→ DIRECTIONS:
Working from the line that contains "crust. Keep to one point per instance." down to the last line below, repeat each line exactly.

Dataset excerpts on object pointing:
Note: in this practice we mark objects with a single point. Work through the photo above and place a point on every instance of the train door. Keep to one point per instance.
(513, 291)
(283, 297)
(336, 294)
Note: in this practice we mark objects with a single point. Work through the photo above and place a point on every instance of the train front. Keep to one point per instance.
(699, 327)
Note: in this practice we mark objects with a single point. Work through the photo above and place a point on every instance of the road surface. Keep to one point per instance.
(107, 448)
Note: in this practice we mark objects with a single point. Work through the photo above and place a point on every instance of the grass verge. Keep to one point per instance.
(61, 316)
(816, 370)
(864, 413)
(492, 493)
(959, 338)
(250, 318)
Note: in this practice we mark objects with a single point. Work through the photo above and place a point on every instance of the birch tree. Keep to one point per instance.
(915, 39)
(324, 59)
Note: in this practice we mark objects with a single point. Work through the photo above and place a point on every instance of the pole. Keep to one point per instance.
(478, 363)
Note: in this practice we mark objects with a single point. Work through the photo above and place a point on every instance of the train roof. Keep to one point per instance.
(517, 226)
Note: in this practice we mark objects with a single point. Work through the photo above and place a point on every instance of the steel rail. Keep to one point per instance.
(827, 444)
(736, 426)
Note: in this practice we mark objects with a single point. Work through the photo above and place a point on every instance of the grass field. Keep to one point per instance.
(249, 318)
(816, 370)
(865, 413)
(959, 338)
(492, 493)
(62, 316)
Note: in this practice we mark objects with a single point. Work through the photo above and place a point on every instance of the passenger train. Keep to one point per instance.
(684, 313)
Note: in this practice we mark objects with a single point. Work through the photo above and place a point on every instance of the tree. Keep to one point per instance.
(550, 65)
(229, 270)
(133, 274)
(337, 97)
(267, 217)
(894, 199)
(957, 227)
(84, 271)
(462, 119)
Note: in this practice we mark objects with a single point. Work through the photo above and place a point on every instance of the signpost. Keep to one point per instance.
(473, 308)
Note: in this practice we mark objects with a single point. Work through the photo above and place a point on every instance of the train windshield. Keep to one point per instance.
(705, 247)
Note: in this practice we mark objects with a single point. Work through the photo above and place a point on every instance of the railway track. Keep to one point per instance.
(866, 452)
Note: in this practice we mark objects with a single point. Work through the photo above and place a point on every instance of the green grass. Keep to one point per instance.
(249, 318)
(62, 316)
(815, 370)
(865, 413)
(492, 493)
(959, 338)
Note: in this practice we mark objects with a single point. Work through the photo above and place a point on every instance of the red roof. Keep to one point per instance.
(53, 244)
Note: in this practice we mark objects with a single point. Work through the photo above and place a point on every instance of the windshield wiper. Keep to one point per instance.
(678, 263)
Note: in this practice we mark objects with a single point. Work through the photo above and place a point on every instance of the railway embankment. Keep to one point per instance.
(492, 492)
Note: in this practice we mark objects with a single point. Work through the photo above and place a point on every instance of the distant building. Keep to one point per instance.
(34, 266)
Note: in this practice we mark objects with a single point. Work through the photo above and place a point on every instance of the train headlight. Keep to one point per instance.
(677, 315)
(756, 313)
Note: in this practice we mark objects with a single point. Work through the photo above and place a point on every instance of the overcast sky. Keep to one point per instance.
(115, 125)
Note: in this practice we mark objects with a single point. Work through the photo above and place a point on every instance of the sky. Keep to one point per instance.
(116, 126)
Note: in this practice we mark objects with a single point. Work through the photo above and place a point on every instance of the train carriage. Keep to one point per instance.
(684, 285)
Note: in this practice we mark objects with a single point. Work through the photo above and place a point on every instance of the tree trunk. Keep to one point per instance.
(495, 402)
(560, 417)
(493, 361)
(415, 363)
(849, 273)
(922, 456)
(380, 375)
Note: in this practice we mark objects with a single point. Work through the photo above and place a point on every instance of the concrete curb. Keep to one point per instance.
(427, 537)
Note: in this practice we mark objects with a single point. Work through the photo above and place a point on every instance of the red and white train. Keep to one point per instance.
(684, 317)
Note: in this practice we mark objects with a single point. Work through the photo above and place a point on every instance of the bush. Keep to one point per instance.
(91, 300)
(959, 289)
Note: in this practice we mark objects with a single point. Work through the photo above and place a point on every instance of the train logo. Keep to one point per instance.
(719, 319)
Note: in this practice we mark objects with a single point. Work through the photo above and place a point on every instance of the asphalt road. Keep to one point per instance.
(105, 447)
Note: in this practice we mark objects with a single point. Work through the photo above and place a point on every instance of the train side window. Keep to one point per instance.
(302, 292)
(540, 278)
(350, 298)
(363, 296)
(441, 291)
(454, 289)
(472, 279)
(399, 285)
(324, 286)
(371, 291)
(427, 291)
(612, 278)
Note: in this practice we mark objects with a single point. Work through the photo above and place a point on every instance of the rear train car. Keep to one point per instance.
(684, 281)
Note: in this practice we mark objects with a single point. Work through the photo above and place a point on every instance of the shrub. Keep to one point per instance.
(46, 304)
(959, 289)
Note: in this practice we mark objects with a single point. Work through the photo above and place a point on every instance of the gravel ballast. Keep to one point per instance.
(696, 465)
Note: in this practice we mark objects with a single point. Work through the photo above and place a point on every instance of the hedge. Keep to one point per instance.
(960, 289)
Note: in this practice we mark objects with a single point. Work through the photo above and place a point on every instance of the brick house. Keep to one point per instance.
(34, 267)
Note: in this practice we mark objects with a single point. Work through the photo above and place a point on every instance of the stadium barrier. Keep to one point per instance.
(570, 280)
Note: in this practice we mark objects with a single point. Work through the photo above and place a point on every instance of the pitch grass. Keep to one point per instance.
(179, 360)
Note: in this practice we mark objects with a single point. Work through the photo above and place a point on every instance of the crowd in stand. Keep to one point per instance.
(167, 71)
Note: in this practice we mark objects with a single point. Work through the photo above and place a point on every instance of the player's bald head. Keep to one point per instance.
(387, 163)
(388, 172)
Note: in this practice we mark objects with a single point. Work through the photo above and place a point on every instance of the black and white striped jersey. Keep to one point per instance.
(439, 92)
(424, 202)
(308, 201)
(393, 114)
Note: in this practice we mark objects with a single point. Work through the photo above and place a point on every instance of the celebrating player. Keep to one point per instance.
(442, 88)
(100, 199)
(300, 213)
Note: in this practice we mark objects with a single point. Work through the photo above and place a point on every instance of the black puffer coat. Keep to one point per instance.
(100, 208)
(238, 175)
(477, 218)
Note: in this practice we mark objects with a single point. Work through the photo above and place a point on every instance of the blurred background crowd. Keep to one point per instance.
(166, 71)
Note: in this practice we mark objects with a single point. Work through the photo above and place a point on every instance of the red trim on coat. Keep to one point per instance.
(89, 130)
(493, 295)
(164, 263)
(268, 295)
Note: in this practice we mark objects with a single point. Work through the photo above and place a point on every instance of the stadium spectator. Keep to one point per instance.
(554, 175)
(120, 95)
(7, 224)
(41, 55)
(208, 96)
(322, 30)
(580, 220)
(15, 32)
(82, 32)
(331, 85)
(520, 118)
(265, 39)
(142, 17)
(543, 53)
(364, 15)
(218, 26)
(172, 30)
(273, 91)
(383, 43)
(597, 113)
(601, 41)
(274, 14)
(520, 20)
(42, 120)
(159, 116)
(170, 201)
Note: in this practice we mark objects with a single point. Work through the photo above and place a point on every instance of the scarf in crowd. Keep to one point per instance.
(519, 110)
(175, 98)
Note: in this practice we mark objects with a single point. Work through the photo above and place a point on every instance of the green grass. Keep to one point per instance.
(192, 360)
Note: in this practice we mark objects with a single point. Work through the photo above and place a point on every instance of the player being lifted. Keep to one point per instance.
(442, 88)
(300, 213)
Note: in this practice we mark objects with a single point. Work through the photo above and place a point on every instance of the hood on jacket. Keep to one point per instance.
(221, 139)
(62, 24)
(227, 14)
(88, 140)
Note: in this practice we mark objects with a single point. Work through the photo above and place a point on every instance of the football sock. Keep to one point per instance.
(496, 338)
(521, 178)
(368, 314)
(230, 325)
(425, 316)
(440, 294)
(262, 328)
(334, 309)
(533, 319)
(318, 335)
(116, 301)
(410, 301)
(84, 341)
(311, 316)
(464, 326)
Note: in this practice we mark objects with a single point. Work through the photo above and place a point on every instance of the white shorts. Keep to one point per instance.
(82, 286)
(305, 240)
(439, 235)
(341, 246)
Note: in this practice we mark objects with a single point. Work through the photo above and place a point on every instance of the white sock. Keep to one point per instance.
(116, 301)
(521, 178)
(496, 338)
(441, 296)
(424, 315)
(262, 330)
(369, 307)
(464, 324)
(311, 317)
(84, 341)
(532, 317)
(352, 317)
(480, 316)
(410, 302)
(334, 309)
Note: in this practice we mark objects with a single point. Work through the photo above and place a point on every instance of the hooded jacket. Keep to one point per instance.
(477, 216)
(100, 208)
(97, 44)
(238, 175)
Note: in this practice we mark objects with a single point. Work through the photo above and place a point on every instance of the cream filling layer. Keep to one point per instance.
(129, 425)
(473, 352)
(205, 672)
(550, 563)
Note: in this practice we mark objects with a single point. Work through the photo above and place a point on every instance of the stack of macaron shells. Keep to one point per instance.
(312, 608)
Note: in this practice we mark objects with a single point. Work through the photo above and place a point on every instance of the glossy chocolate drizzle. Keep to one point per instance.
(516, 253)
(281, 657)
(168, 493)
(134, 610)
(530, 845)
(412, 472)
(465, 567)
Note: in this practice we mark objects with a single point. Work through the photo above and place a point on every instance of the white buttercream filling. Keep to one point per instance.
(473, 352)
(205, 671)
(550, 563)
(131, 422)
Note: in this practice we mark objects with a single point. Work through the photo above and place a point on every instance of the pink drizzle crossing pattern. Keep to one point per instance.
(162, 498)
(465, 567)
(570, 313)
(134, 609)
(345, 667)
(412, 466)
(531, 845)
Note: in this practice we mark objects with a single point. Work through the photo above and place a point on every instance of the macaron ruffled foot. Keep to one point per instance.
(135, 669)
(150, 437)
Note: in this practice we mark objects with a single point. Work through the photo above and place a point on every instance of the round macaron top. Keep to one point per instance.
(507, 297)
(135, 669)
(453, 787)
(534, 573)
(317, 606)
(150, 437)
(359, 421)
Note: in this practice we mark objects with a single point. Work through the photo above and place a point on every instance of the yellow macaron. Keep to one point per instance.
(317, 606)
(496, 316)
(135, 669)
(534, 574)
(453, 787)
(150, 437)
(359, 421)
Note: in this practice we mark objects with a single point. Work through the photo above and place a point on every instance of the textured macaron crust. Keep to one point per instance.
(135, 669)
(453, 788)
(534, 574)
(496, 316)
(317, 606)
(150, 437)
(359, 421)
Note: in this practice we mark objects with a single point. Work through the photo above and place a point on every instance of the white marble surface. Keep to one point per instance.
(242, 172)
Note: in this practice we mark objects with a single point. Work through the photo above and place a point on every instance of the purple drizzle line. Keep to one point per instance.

→ FINAL RESULT:
Note: in this practice we mark objects with a single point. Work through the photo above and place a point on every instance of the textured macaron crust. Keep to one point per instance.
(135, 669)
(453, 788)
(534, 574)
(496, 316)
(317, 606)
(150, 437)
(359, 421)
Note: in this practice we mark objects with a single point. Work through the photo above and place a point on every instance of the white marble surface. Keep to one point per instance.
(242, 172)
Note: in this practice we mark objects with a single point. Work through the photo above and place a point on every instance of the purple drizzle line. Keep to one point per instance.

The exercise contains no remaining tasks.